**Provided data**
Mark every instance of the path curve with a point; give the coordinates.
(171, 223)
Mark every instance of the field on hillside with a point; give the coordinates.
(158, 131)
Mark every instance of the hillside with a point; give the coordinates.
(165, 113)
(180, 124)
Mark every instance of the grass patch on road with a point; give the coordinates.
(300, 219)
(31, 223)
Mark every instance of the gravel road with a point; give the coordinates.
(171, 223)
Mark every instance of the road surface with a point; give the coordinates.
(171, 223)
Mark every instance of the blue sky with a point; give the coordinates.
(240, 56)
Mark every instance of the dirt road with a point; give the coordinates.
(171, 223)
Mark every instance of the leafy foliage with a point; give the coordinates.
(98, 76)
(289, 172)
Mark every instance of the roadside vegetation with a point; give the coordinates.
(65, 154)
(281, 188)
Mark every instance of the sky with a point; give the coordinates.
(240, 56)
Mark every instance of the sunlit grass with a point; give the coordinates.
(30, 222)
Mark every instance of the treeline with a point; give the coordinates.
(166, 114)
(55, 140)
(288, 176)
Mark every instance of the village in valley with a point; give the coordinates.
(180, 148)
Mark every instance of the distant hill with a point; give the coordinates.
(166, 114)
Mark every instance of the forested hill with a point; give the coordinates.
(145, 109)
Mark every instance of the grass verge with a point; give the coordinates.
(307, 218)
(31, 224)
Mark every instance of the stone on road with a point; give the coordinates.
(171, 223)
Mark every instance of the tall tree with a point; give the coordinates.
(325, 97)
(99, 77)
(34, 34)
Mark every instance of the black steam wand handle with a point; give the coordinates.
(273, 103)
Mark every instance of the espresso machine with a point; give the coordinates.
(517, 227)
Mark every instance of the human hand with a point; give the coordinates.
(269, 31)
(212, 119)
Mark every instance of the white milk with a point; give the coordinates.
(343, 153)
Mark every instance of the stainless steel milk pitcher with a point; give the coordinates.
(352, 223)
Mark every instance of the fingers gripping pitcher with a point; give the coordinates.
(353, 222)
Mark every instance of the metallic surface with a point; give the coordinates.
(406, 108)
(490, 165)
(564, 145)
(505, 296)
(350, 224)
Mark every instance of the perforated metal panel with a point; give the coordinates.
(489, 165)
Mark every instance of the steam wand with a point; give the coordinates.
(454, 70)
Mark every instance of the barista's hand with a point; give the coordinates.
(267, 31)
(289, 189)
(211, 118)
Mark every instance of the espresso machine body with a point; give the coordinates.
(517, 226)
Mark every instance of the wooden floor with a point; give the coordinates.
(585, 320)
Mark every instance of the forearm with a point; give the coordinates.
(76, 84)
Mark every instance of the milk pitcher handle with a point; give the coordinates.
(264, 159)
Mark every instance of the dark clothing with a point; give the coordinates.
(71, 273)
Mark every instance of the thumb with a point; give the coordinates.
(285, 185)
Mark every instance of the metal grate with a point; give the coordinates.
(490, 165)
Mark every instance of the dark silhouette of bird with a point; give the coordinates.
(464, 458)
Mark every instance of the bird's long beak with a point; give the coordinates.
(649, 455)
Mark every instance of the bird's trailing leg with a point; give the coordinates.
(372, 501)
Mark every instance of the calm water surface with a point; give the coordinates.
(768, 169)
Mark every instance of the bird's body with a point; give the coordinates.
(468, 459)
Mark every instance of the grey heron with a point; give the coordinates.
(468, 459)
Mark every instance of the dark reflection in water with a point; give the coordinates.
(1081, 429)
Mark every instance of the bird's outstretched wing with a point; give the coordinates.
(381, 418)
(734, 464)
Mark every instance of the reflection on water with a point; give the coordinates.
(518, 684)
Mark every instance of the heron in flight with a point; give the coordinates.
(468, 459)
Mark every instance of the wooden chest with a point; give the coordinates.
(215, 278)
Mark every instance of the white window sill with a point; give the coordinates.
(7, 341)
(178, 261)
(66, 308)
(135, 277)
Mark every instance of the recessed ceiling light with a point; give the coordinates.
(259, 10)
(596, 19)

**Exercise directions**
Write the listing out again, exactly as shown above.

**Exercise solution**
Mark every instance of the path curve with a point; give the coordinates.
(171, 223)
Mark every instance of the field on hillside with a point; give the coordinates.
(158, 131)
Mark every instance of the hillside with a point; give the coordinates.
(165, 113)
(180, 124)
Mark every instance of the grass patch on road with a point; give the coordinates.
(300, 219)
(31, 223)
Mark every instance of the gravel road with a point; give the coordinates.
(171, 223)
Mark every instance of the road surface with a point; give the coordinates.
(171, 223)
Mark every instance of the blue sky with a point; give the coordinates.
(240, 56)
Mark every instance of the dirt road with a point; give the coordinates.
(171, 223)
Mark every instance of the leafy foliage with a point; give the coordinates.
(98, 76)
(289, 172)
Mark every instance of the roadside vegetation with a point; give the coordinates.
(65, 154)
(281, 188)
Mark every instance of the sky with a point; give the coordinates.
(240, 56)
Mark every instance of the sunlit grass with a point; give the coordinates.
(30, 222)
Mark every instance of the treeline with a point; give the coordinates.
(166, 114)
(55, 140)
(288, 176)
Mark every instance of the village in valley with a point; give the coordinates.
(180, 148)
Mark every instance of the distant hill with a point; give the coordinates.
(166, 114)
Mark every instance of the forested hill with a point; give the coordinates.
(145, 109)
Mark every instance of the grass verge with a point; give the coordinates.
(307, 218)
(31, 224)
Mark every instance of the stone on road with a point; give the coordinates.
(171, 223)
Mark every instance of the tall tree with a point; give the coordinates.
(325, 97)
(99, 77)
(34, 34)
Mark every instance of the black steam wand handle with a point; give the coordinates.
(273, 103)
Mark every instance of the espresso machine with a point; give the coordinates.
(517, 227)
Mark every instance of the human hand with a point; give the coordinates.
(269, 31)
(212, 119)
Mark every instance of the white milk with a point; give the coordinates.
(343, 153)
Mark every instance of the stainless steel milk pitcher with a point; give the coordinates.
(352, 223)
Mark every instance of the fingers gripping pitcher with a point; give the coordinates.
(353, 222)
Mark every instance of the metallic surface with a point; give the coordinates.
(406, 108)
(490, 165)
(564, 145)
(505, 296)
(350, 224)
Mark every instance of the perforated metal panel with a point; give the coordinates.
(489, 165)
Mark every instance of the steam wand with a point; give the coordinates.
(454, 70)
Mark every instance of the barista's hand with a point; give the coordinates.
(267, 31)
(289, 189)
(211, 118)
Mark every instance of the espresso machine body with a point; give the coordinates.
(517, 226)
Mark every instance of the wooden floor with a point; give the coordinates.
(585, 320)
Mark every instance of the forearm with a point; give the coordinates.
(76, 84)
Mark every instance of the milk pitcher handle with a point; give the coordinates.
(264, 159)
Mark every instance of the dark clothing with a point; give the coordinates.
(71, 273)
Mark every instance of the thumb with a point; give the coordinates.
(285, 185)
Mark every instance of the metal grate with a point; give the coordinates.
(490, 165)
Mark every instance of the dark silhouette of bird with a point; give the coordinates.
(464, 458)
Mark every instance of the bird's long beak with a point; give the coordinates.
(649, 455)
Mark every instance of the bird's trailing leg with a point; give the coordinates.
(372, 501)
Mark every instance of the calm water surface with a point; give the coordinates.
(768, 169)
Mark every instance of the bird's body with a point; give the coordinates.
(468, 459)
Mark every instance of the grey heron with a point; give the coordinates.
(468, 459)
Mark every instance of the dark reflection in water with a point; give the coordinates.
(1081, 429)
Mark every instance of the bird's outstretched wing with a point; give the coordinates.
(381, 418)
(734, 464)
Mark every instance of the reflection on water with a point; give the coordinates.
(518, 684)
Mark every instance of the heron in flight with a point; give the coordinates.
(468, 459)
Mark every instance of the wooden chest with a point; give the coordinates.
(215, 278)
Mark every instance of the white window sill with a point; give the coordinates.
(7, 341)
(178, 261)
(66, 308)
(135, 277)
Mark every instance of the recessed ceiling light with a point; give the coordinates.
(259, 10)
(596, 19)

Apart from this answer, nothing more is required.